Indica quante righe dei dati contengono la stringa "sandy", distinguendo tra maiuscole e minuscole. Scrivi solo il numero.

Dati dell'esercizio:
____________
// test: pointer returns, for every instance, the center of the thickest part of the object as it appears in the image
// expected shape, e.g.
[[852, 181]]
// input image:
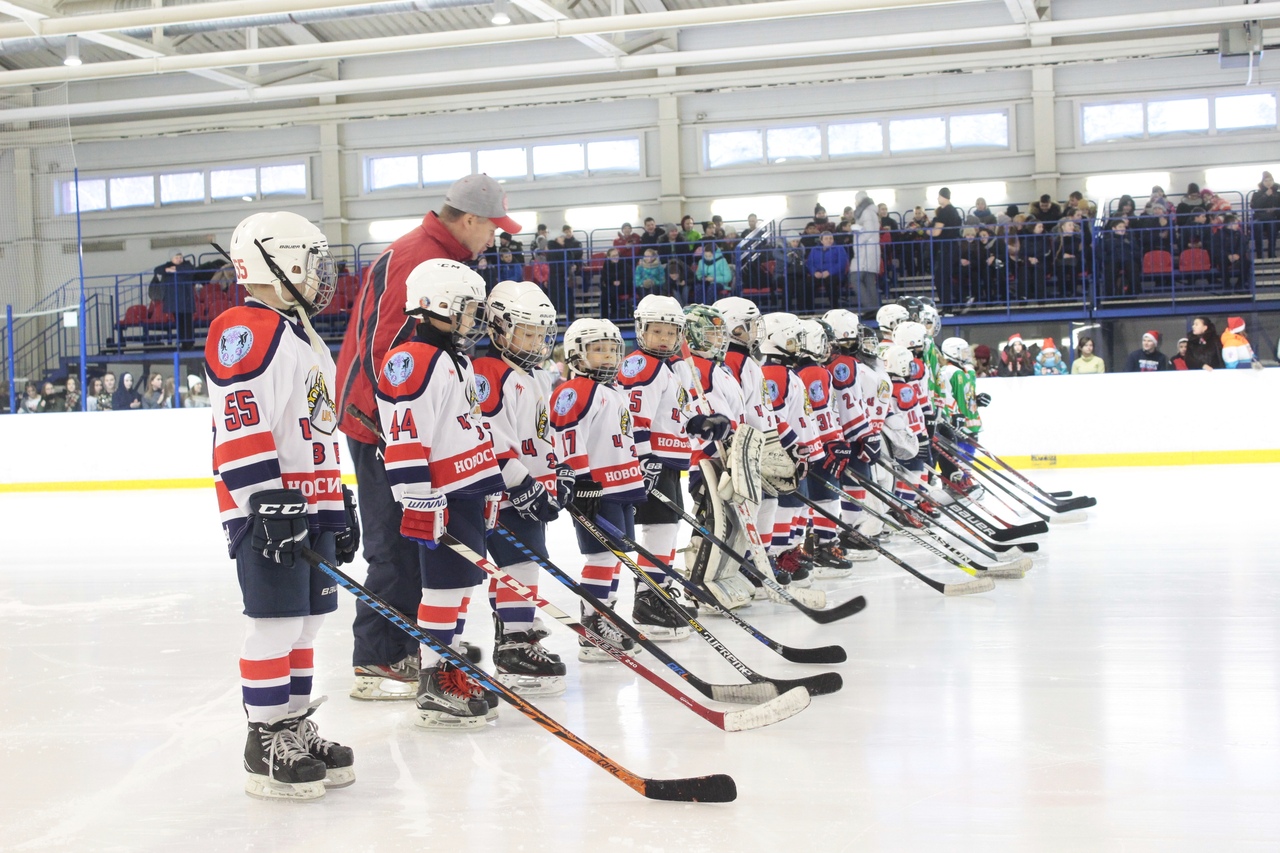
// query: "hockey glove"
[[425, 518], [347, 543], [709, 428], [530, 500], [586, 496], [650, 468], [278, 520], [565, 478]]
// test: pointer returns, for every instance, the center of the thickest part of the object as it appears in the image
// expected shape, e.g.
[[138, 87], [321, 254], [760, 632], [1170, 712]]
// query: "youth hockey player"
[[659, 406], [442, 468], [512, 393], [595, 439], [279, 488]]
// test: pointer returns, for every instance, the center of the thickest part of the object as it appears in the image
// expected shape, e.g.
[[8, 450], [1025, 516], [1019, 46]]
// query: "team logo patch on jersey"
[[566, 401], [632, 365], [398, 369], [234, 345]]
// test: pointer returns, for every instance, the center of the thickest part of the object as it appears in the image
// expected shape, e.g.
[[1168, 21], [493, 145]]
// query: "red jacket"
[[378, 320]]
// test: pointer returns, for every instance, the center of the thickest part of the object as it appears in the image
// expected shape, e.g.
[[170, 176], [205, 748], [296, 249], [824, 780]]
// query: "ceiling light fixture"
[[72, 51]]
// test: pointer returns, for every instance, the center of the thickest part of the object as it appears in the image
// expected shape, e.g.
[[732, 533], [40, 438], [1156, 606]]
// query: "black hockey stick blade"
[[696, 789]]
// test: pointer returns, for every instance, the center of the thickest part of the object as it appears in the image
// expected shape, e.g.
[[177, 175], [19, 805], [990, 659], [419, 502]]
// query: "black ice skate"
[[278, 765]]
____________
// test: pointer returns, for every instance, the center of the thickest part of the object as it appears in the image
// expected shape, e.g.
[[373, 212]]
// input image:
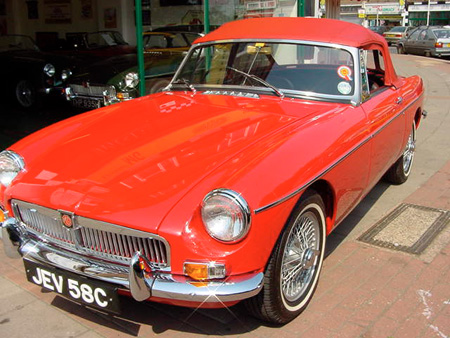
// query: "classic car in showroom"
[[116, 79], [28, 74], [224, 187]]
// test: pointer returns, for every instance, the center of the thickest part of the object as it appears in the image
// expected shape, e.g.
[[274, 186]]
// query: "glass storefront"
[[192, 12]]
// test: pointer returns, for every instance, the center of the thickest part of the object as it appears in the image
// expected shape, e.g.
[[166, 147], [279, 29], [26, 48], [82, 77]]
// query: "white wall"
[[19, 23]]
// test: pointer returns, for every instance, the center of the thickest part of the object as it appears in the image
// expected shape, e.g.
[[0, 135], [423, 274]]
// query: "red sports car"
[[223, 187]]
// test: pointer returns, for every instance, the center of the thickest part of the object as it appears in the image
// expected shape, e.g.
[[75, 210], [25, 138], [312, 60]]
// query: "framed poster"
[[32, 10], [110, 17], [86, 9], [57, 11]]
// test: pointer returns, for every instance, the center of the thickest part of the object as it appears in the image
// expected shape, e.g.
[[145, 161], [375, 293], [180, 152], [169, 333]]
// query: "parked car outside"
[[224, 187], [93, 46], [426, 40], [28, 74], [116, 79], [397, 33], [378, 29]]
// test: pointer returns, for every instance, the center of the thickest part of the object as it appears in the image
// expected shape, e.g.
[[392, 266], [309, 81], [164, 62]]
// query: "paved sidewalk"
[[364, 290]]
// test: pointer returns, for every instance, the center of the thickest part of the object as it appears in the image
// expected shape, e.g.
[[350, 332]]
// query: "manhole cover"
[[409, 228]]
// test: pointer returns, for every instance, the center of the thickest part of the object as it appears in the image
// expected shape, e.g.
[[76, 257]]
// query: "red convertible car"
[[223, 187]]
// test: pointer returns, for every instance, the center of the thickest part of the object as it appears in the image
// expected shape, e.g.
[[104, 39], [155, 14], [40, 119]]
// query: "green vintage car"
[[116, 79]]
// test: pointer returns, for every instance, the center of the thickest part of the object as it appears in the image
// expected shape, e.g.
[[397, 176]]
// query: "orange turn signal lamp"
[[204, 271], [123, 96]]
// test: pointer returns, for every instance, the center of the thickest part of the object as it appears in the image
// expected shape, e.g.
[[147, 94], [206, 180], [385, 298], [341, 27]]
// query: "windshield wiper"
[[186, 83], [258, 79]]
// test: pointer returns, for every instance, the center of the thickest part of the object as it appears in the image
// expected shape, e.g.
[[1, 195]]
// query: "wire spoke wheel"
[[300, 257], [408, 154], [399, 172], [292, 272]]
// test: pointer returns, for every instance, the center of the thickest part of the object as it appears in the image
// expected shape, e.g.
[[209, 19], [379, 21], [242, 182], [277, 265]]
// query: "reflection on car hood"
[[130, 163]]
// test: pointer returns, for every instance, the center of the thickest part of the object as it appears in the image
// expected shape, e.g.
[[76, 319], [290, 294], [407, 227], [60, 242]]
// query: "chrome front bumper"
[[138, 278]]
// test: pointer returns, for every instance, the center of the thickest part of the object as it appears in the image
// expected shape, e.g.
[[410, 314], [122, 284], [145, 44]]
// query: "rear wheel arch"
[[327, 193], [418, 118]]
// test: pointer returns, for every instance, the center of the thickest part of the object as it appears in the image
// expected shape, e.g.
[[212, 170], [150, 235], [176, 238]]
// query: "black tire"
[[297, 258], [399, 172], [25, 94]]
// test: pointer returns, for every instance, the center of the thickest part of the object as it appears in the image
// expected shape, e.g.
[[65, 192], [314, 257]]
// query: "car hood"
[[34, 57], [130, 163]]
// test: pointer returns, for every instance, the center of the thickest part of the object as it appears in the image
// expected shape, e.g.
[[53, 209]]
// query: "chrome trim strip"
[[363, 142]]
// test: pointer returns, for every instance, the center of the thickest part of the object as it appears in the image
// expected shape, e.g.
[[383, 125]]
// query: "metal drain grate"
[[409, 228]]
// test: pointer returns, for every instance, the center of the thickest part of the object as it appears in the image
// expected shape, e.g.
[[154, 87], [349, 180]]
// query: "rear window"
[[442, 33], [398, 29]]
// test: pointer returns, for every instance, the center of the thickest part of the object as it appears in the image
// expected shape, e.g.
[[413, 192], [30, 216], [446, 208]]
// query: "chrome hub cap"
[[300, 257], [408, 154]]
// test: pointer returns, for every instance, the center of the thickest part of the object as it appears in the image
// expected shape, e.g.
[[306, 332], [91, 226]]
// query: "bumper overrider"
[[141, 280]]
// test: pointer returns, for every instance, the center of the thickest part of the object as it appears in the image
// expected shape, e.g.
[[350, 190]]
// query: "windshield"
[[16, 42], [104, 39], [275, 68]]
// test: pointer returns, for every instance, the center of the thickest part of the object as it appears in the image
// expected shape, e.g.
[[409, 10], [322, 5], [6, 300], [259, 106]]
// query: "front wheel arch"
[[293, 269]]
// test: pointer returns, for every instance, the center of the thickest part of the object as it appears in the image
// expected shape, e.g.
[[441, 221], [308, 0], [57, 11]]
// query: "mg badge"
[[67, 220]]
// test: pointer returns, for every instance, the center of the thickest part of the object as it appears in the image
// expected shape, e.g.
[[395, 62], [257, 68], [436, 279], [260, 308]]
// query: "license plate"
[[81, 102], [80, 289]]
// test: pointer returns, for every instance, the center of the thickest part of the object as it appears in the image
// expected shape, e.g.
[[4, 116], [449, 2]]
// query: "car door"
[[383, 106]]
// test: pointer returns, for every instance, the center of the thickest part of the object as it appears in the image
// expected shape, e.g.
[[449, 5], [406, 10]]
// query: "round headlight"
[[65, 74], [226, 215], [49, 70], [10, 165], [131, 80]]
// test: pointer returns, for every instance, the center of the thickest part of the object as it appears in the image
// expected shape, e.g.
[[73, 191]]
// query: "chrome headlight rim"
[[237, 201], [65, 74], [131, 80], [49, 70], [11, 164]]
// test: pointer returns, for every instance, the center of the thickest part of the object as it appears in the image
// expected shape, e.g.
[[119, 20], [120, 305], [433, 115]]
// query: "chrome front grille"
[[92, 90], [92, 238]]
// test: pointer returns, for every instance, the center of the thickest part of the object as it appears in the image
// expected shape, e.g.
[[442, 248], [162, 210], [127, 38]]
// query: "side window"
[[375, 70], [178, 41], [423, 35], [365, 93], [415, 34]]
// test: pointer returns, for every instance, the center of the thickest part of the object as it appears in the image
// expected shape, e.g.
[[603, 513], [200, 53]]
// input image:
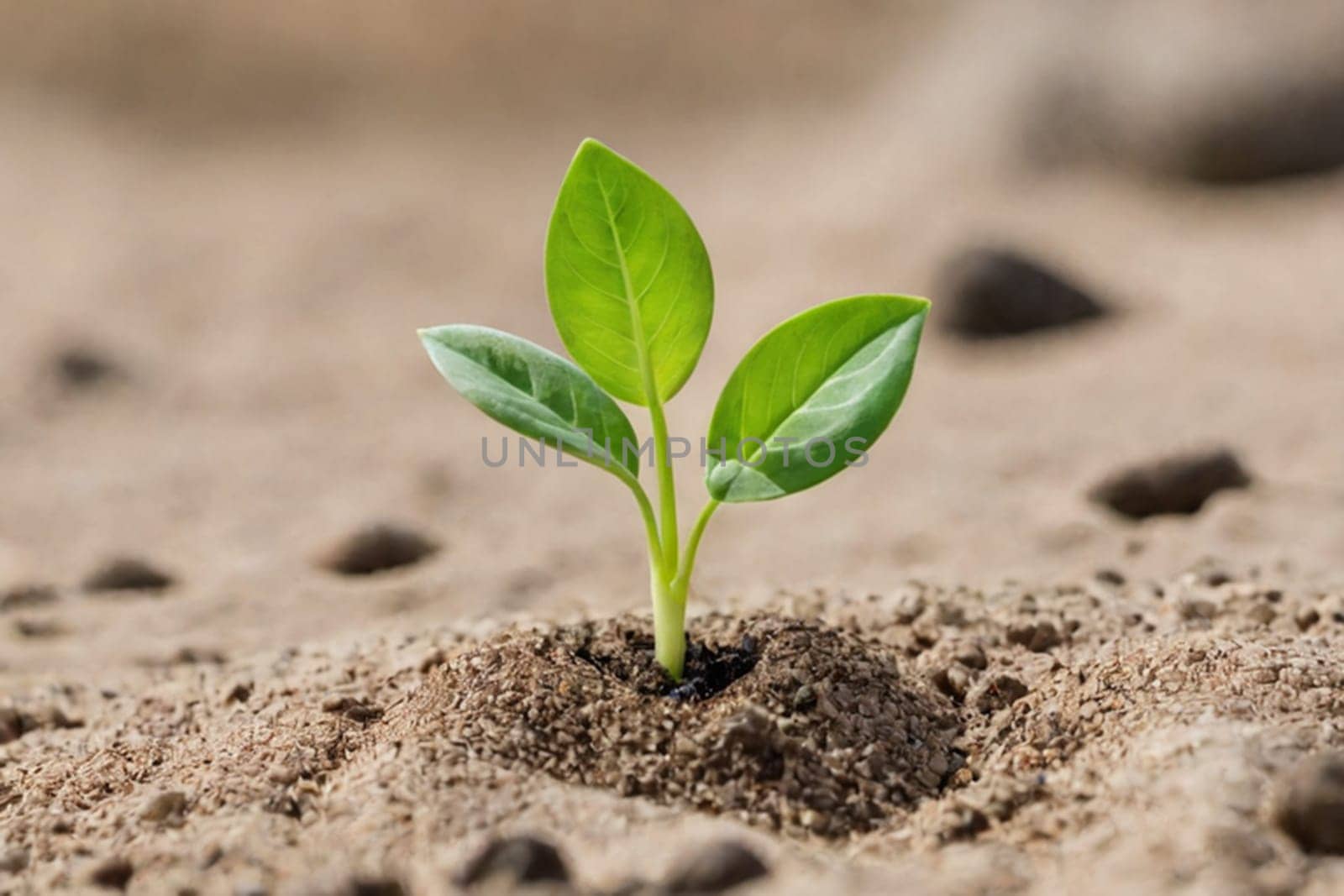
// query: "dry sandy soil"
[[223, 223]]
____________
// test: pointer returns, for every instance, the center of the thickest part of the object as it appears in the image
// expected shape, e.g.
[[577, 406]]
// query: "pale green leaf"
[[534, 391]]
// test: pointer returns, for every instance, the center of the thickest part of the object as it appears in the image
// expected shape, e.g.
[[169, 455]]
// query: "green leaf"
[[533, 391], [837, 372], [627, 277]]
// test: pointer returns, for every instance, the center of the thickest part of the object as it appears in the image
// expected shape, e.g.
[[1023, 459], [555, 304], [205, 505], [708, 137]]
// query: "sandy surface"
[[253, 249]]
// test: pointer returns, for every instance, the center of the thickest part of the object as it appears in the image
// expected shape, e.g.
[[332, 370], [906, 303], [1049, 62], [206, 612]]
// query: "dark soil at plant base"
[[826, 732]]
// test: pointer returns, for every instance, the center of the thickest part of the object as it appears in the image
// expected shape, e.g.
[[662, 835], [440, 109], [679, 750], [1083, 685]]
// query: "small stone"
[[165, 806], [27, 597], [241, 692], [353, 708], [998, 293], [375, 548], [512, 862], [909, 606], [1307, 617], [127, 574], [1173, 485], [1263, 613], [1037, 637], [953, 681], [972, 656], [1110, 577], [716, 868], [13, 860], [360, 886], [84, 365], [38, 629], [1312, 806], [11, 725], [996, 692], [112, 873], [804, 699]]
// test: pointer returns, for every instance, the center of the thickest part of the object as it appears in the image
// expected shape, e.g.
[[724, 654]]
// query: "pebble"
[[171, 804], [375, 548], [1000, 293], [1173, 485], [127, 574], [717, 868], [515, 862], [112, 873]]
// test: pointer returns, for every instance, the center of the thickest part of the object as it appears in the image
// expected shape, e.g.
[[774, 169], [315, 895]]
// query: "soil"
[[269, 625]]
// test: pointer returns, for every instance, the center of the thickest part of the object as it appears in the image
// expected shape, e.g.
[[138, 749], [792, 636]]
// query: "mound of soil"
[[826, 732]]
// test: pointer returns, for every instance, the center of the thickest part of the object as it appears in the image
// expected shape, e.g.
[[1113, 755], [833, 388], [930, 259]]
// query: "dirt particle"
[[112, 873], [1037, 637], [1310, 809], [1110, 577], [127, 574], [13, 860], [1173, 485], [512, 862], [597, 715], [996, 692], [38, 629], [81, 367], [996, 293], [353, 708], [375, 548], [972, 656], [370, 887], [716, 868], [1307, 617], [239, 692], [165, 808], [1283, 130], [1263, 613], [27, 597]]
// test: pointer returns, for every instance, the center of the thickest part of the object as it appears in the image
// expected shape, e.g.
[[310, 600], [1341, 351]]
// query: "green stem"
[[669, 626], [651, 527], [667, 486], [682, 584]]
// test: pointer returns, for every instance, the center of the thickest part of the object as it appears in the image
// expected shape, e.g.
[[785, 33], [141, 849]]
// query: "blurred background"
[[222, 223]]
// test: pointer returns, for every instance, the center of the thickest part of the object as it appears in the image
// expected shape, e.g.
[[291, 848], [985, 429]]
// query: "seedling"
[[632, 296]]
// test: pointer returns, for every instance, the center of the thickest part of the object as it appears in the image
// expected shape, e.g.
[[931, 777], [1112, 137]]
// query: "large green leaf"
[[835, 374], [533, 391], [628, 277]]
____________
Soluzione:
2